------ RECORDS FOR THE EXERCISE ------
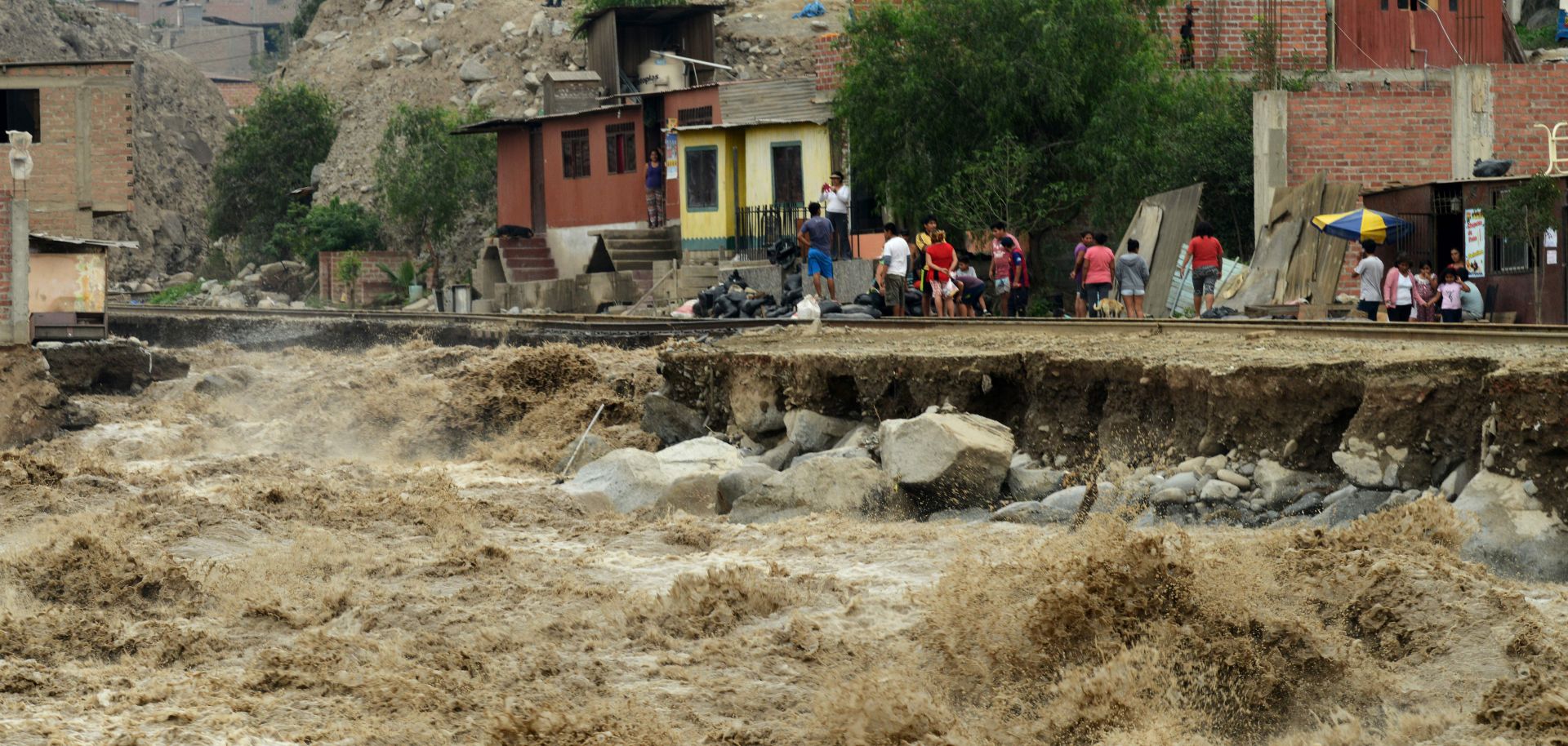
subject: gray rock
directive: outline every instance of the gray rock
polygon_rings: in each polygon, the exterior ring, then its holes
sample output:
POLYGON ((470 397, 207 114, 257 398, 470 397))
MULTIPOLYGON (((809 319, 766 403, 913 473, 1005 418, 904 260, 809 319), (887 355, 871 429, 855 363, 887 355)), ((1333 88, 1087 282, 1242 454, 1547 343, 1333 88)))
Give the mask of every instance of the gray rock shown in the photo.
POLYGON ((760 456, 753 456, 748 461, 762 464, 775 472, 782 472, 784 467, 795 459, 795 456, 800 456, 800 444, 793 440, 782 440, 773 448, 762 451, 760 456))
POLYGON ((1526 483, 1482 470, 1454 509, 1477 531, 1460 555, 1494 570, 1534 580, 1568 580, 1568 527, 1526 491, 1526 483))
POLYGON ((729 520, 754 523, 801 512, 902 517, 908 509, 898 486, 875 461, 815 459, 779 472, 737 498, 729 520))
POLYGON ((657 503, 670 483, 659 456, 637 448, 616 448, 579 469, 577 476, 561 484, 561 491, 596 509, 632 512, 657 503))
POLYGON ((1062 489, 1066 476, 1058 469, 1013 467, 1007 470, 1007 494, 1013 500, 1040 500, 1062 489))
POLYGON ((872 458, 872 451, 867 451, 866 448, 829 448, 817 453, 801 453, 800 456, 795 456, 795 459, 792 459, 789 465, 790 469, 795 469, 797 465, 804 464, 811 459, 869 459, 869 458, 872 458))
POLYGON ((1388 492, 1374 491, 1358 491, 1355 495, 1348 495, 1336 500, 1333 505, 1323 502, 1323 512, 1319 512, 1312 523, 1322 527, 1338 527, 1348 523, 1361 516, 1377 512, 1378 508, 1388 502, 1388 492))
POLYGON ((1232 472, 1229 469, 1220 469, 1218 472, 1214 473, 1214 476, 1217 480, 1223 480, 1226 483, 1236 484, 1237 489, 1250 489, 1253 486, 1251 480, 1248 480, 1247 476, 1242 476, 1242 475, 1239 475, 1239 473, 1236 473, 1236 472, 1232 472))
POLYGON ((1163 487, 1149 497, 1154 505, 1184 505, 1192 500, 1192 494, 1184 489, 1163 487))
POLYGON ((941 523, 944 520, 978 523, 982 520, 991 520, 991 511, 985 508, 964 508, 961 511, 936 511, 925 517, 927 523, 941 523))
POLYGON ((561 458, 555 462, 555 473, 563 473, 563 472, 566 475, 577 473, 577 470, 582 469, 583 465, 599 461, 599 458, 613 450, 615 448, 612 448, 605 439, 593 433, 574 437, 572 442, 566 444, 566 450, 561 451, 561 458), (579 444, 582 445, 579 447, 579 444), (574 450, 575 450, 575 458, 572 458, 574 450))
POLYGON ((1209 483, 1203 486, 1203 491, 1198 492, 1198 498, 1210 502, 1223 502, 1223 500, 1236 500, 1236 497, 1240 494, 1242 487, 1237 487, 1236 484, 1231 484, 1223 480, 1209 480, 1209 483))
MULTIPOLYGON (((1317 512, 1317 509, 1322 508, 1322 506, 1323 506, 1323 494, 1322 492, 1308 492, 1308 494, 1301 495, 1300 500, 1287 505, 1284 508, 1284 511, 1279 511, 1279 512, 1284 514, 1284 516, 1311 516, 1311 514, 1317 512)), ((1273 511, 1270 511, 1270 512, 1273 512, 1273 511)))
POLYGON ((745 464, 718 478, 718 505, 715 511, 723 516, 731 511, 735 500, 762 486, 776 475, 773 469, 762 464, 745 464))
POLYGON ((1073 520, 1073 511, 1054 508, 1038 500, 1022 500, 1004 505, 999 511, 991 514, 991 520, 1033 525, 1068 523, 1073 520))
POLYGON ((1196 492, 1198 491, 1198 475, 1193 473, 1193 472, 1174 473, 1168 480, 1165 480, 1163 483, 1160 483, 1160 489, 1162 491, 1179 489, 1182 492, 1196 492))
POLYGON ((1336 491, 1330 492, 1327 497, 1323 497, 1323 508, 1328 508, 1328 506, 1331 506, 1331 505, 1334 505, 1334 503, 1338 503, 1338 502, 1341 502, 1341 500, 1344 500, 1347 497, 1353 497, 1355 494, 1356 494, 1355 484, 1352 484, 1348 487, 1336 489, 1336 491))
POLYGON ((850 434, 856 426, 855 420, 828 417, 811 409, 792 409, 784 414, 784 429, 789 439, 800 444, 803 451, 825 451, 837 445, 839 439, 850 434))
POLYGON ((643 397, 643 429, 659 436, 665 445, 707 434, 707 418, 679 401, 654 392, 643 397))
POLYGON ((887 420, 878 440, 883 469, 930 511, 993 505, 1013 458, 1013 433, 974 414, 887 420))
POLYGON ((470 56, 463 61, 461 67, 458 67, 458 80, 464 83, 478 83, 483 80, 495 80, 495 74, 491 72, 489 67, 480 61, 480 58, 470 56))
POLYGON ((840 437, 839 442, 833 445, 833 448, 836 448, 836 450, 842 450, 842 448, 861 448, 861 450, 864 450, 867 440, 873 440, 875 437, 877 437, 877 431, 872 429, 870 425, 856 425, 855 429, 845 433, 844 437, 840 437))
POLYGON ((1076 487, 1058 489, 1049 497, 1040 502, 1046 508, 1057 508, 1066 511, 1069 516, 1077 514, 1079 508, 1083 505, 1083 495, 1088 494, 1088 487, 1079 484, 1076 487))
------
**TASK GOAL**
Rewrite all of the material above as a Markdown table with the columns Row and Line, giving each line its own numbered row. Skip blank lines and leave the pictures out.

**SOLUTION FOR THIS TASK**
| Row | Line |
|---|---|
| 1 | subject: gray rock |
| 2 | directive: outline every instance of the gray rock |
| 3 | polygon_rings: in each polygon, the exterior ring, then its holes |
| 4 | sample output: |
| 5 | POLYGON ((470 397, 207 114, 257 398, 470 397)) |
| 6 | MULTIPOLYGON (((809 319, 766 403, 913 473, 1005 418, 904 260, 809 319), (887 355, 871 429, 855 363, 887 355)), ((1333 88, 1087 282, 1242 454, 1547 343, 1333 88))) |
| 7 | Give the mask of every instance of the gray rock shown in the photo. |
| 8 | POLYGON ((760 456, 753 456, 748 461, 762 464, 775 472, 782 472, 784 467, 795 459, 795 456, 800 456, 800 444, 793 440, 782 440, 773 448, 762 451, 760 456)) |
| 9 | POLYGON ((1526 483, 1482 470, 1454 509, 1477 531, 1460 555, 1494 570, 1534 580, 1568 580, 1568 527, 1526 491, 1526 483)) |
| 10 | POLYGON ((729 520, 754 523, 801 512, 902 517, 908 509, 898 486, 875 461, 815 459, 779 472, 737 498, 729 520)) |
| 11 | POLYGON ((657 503, 670 483, 659 456, 637 448, 616 448, 579 469, 577 476, 561 484, 561 491, 596 509, 632 512, 657 503)) |
| 12 | POLYGON ((1062 489, 1066 476, 1058 469, 1013 467, 1007 470, 1007 494, 1013 500, 1040 500, 1062 489)) |
| 13 | POLYGON ((872 458, 872 451, 867 451, 866 448, 829 448, 817 453, 801 453, 800 456, 795 456, 795 459, 792 459, 789 465, 790 469, 795 469, 797 465, 804 464, 811 459, 869 459, 869 458, 872 458)) |
| 14 | POLYGON ((1388 492, 1374 491, 1358 491, 1355 495, 1348 495, 1336 500, 1333 505, 1323 502, 1323 512, 1319 512, 1312 523, 1322 527, 1338 527, 1348 523, 1361 516, 1377 512, 1378 508, 1388 502, 1388 492)) |
| 15 | POLYGON ((1232 472, 1229 469, 1220 469, 1218 472, 1214 473, 1214 476, 1217 480, 1223 480, 1226 483, 1236 484, 1237 489, 1250 489, 1253 486, 1251 480, 1248 480, 1247 476, 1242 476, 1242 475, 1239 475, 1239 473, 1236 473, 1236 472, 1232 472)) |
| 16 | POLYGON ((1163 487, 1149 497, 1154 505, 1184 505, 1192 500, 1192 494, 1184 489, 1163 487)) |
| 17 | POLYGON ((941 523, 944 520, 978 523, 982 520, 991 520, 991 511, 985 508, 964 508, 961 511, 936 511, 925 517, 927 523, 941 523)) |
| 18 | POLYGON ((561 458, 555 462, 555 473, 563 473, 563 472, 566 475, 577 473, 577 470, 582 469, 583 465, 599 461, 599 458, 613 450, 615 448, 612 448, 605 439, 593 433, 574 437, 572 442, 566 444, 566 450, 561 451, 561 458), (579 444, 582 445, 579 447, 579 444), (574 450, 575 450, 575 458, 572 458, 574 450)) |
| 19 | POLYGON ((1209 483, 1203 486, 1203 491, 1198 492, 1198 498, 1210 502, 1223 502, 1223 500, 1236 500, 1236 497, 1240 494, 1242 487, 1237 487, 1236 484, 1231 484, 1223 480, 1209 480, 1209 483)) |
| 20 | MULTIPOLYGON (((1317 512, 1317 509, 1322 508, 1322 506, 1323 506, 1323 494, 1322 492, 1308 492, 1308 494, 1301 495, 1300 500, 1287 505, 1284 508, 1284 511, 1279 511, 1279 512, 1284 514, 1284 516, 1311 516, 1311 514, 1317 512)), ((1273 511, 1270 511, 1270 512, 1273 512, 1273 511))) |
| 21 | POLYGON ((745 464, 718 478, 718 505, 715 511, 723 516, 731 511, 735 500, 762 486, 776 475, 773 469, 762 464, 745 464)) |
| 22 | POLYGON ((1073 520, 1073 511, 1054 508, 1038 500, 1022 500, 1004 505, 999 511, 991 514, 991 520, 1033 525, 1068 523, 1073 520)) |
| 23 | POLYGON ((1196 492, 1198 491, 1198 475, 1193 473, 1193 472, 1174 473, 1168 480, 1165 480, 1163 483, 1160 483, 1160 489, 1162 491, 1179 489, 1182 492, 1196 492)) |
| 24 | POLYGON ((1336 491, 1330 492, 1327 497, 1323 497, 1323 508, 1328 508, 1328 506, 1331 506, 1331 505, 1334 505, 1334 503, 1338 503, 1338 502, 1341 502, 1341 500, 1344 500, 1347 497, 1353 497, 1355 494, 1356 494, 1355 484, 1352 484, 1348 487, 1336 489, 1336 491)) |
| 25 | POLYGON ((850 434, 856 426, 855 420, 828 417, 811 409, 792 409, 784 414, 784 429, 789 439, 800 444, 803 451, 825 451, 837 445, 839 439, 850 434)) |
| 26 | POLYGON ((643 397, 643 429, 659 436, 665 445, 707 434, 707 418, 679 401, 654 392, 643 397)) |
| 27 | POLYGON ((887 420, 878 440, 883 469, 930 511, 993 505, 1013 458, 1013 433, 974 414, 887 420)) |
| 28 | POLYGON ((470 56, 463 61, 461 67, 458 67, 458 80, 464 83, 478 83, 483 80, 495 80, 495 74, 491 72, 489 67, 480 61, 480 58, 470 56)) |
| 29 | POLYGON ((840 437, 839 442, 833 445, 833 448, 836 448, 836 450, 842 450, 842 448, 861 448, 861 450, 864 450, 867 440, 873 440, 875 437, 877 437, 877 431, 872 429, 870 425, 856 425, 855 429, 845 433, 844 437, 840 437)) |
| 30 | POLYGON ((1076 487, 1058 489, 1049 497, 1040 502, 1046 508, 1057 508, 1066 511, 1069 516, 1077 514, 1079 508, 1083 505, 1083 495, 1088 494, 1088 487, 1079 484, 1076 487)) |